PASSAGE PROVIDED —
Friday, November 13, 2015

Paris and What It Means

The scariest short story I ever read (and I, a fan of horror, have read some doozies) was Stephen King’s “Quitters Inc.”  In the story, a man who wants to quit smoking is referred to a program with that title.  He is guaranteed that not only will he quit but he will not gain weight.  After he has signed an agreement form, the program is explained to him.  If he lights up another cigarette, his wife will be tortured.  He quickly finds out that this is real and that he will live the rest of his life in fear of that one extra bite of cheese cake.  It turns out that the founder was a gangster who suffered from lung cancer.  His last act was to turn all of his power to curing people of the habit that killed him. 
What was terrifying about the story was that the ruthless violence of a gangster could be divorced from self-interest and turned to abstract and potentially arbitrary ethical principles.  If left unchecked, such a social trajectory could turn the entire human population into prisoners and wardens. 
I thought about this story tonight as I watched the horrific news from Paris.  As I write this, the fatalities are reported to be well over a hundred.  There were a number of well-coordinated attacks and the terrorists used conventional automatic weapons.  The contrast between the killers and ordinary gangsters is instructive.  Gangsters are social parasites.  They feed on the host of some larger society, depleting its wealth and doing a great deal of harm.  The damage they do is limited, at least in a robust regime.  Like all biological parasites, they have to make some concessions to their hosts if they are to remain in business.  Parasitic fungi that prey on ants need the supply of ants to continue and thieves need the stuff of honest men to steal. 
The French mass murderers are like organized criminals in so far as they occupy a niche in a society, exploit the social structures that benefit the larger population as well its openness, and depend on illegal trade (e.g., AK-47s).  Unlike gangsters, they are not pursuing their own long term self-interest.  They are acting out of a poetic ideal, a story that gives the lives meaning.

[Free-text descriptions of objects]
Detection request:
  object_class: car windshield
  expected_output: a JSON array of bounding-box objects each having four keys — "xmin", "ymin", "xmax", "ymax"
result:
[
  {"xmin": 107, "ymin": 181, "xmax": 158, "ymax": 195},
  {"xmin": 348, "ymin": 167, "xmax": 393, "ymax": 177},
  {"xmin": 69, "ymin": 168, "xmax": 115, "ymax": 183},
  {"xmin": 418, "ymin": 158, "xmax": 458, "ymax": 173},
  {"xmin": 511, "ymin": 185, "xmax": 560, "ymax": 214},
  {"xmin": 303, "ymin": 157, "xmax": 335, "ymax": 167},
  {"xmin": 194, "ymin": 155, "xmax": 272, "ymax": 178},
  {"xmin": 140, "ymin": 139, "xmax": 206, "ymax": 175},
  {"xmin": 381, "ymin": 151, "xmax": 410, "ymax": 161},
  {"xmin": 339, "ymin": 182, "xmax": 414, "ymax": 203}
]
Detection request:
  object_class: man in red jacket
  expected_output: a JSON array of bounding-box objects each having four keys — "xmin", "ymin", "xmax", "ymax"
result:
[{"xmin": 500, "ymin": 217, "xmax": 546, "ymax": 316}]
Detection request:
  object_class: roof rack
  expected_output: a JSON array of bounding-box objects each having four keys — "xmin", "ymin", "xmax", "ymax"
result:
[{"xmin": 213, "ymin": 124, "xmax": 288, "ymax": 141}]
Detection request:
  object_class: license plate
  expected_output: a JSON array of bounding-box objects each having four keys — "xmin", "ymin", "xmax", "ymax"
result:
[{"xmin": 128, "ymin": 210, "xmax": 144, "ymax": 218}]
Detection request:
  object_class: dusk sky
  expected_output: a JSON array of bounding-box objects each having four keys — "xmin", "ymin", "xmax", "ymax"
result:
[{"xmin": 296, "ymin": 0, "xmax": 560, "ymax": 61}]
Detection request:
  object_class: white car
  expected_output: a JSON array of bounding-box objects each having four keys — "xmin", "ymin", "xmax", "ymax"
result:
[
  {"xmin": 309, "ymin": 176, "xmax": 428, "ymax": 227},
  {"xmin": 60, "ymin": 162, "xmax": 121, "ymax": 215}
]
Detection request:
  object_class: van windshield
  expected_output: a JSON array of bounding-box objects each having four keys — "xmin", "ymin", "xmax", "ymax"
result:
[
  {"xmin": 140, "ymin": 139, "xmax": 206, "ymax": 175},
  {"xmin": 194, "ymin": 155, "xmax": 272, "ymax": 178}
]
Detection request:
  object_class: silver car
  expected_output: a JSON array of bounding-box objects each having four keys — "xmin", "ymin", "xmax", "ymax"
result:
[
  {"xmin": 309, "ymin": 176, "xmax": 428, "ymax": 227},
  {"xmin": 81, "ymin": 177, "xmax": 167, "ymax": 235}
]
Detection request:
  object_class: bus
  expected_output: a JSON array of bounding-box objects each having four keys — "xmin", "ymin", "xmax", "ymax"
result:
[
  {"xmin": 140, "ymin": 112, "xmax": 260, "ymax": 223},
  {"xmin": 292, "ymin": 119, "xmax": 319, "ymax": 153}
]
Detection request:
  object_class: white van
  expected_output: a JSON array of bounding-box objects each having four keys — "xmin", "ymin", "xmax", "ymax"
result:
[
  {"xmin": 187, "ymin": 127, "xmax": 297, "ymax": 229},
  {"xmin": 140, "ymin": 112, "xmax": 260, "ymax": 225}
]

YOUR GOAL — In the blog post, what illness did the founder of the Quitters Inc. program suffer from?

ANSWER SPACE — The founder suffered from lung cancer.